I have done this to you. What I'm going to do about it - and this was my plan
but I couldn't say so within HN's 2000 character limit - is to write up a
well-researched article that addresses my thesis in far more depth.

No, I'm not saying that anyone will spend more money on advertising. That's
part of the problem, you see. I don't know in much detail but I can readily
see how there would be a largely fixed proportion of the GDP that goes into ad
spend.

What I'm saying is that there is less advertising money to go around, among
those who publish ads. Three ways to address this are for ads to get cheaper -
that is, to charge less money per-click or per-impression - or for ads to
become "more effective" in the sense that the click rate for the average ad is
somehow increased.

The third way is for there to be a greater total quantity of ads.

Compare the web advertising you see today, as opposed to what you saw when I
myself started with adsense in 2004, and compare again to the simple banner
ads that were typical when I first used a banner-exchange service back around
1997 or 1998.

In 1998, a commercial website could make good money with one single tastefully
design IMG link banner ad per page. That's how I flogged my consulting
business - I wrote lots of technical articles, each with just one banner ad
that linked to my resume, then later to a page that described my business.

In 2003, I spent a month quite obsessively researching and writing what turned
out to be a hugely popular article on legal music downloading, as well as the
history of copyright in the US, as well as how to approach copyright reform.
The real meat of that article for most readers was a whole bunch of
laboriously researched links to sites where one could download such music
legally - such as my own piano tracks.

For the most part, at the time such legal downloads were from indie musicians
such as myself, offering their MP3s so as to draw traffic and organic links to
their sites.

So I wrote that in 2003, then let it sit on autopilot for a solid year before
someone suggested I try AdSense. That's why I was able to get three grand that
first month. It averaged $3,500.00 for about three years then slowly declined,
eventually it totally tanked I expect as a result of iTunes offering DRM-free
music downloads.

There is no doubt whatsoever that the success of iTunes is due to my article.
That really is what I was hoping to achieve. I wasn't trying to promote "free
music downloads". No: I was promoting "legal music downloads". That's quite a
different thing.

(Supplied records)
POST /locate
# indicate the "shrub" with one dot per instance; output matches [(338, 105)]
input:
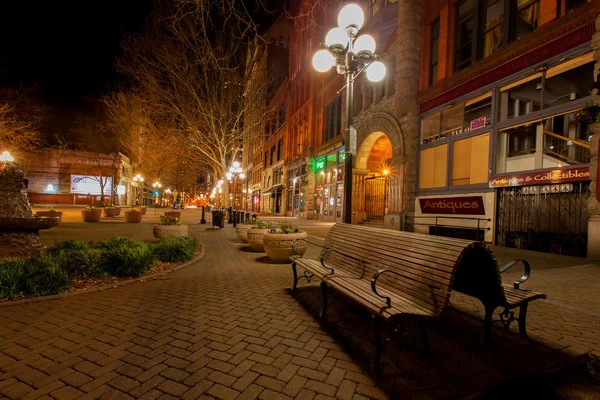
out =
[(70, 245), (84, 263), (115, 241), (164, 220), (175, 249), (46, 275), (129, 258), (11, 277)]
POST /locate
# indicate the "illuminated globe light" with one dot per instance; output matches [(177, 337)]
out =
[(336, 39), (351, 15), (323, 60), (376, 71), (6, 157), (364, 44)]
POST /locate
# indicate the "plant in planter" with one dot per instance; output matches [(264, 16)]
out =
[(170, 227), (256, 233), (109, 211), (50, 212), (91, 214), (242, 230), (280, 244), (173, 214), (134, 215)]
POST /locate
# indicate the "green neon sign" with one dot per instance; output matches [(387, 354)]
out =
[(320, 164)]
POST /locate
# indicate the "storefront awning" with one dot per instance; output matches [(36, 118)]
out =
[(273, 189)]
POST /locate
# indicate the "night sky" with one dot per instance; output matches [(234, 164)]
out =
[(68, 48)]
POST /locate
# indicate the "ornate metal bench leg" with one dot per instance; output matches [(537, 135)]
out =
[(324, 293), (425, 337), (378, 344), (487, 322), (295, 276), (523, 319)]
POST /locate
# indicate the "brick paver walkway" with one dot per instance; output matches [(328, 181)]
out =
[(224, 328), (227, 328)]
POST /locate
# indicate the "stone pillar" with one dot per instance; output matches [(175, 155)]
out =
[(408, 45), (593, 204)]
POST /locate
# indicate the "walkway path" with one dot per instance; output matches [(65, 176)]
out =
[(224, 328), (227, 328)]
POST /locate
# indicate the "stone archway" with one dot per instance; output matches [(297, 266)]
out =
[(378, 168)]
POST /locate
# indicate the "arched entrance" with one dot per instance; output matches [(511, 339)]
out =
[(378, 169)]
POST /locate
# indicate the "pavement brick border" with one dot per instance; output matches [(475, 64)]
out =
[(106, 287)]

(To do)
**A.** In the advertising post, what did the AdSense income average each month, and for about how long?
**B.** Format the rows, from their first line through the line containing "[(408, 45), (593, 204)]", as a Markdown table with the columns Row and Line, numbering each line and leaving out blank lines. Omit the pictures from the table.

(Answers for this exercise)
**A.** It averaged $3,500.00 for about three years.

**B.**
| Row | Line |
|---|---|
| 1 | POST /locate |
| 2 | # indicate the "shrub" with one dot per instance; output matches [(338, 105)] |
| 3 | input: |
| 4 | out = |
| 5 | [(70, 245), (84, 263), (115, 241), (164, 220), (175, 249), (46, 275), (129, 258), (11, 277)] |
| 6 | POST /locate |
| 7 | # indicate the "illuminated globe light" with one dot per instance; output matches [(177, 337)] |
| 8 | out = |
| 9 | [(336, 39), (351, 15), (323, 60), (376, 71), (6, 157), (364, 44)] |
| 10 | POST /locate |
| 11 | # indicate the "plant in planter" with one dot per instance; output matches [(264, 16)] |
| 12 | out = |
| 13 | [(170, 227), (256, 233), (109, 211), (50, 212), (91, 214), (242, 230), (280, 244), (173, 214), (134, 215)] |
| 14 | POST /locate |
| 15 | # indicate the "green neon sign" with one dot per instance; output matches [(387, 354)] |
| 16 | out = |
| 17 | [(320, 164)] |
| 18 | POST /locate |
| 19 | # indicate the "storefront awning" with one dot per instance; output matches [(36, 118)] |
| 20 | out = |
| 21 | [(273, 189)] |
| 22 | POST /locate |
| 23 | # indicate the "night sky" with one dot per instance; output matches [(234, 164)] |
| 24 | out = |
| 25 | [(68, 48)] |
| 26 | POST /locate |
| 27 | # indicate the "ornate metal bench leg" with one dot per instance; output matches [(537, 135)] |
| 28 | out = |
| 29 | [(324, 293), (425, 337), (378, 344), (487, 322), (295, 276), (523, 319)] |
| 30 | POST /locate |
| 31 | # indicate the "brick paver walkway" with one dot per instance; output matches [(328, 181)] |
| 32 | out = |
| 33 | [(224, 328), (227, 328)] |
| 34 | POST /locate |
| 35 | # indicate the "stone pillar" with one dot per instance; output matches [(175, 155)] |
| 36 | out = |
| 37 | [(408, 45), (593, 204)] |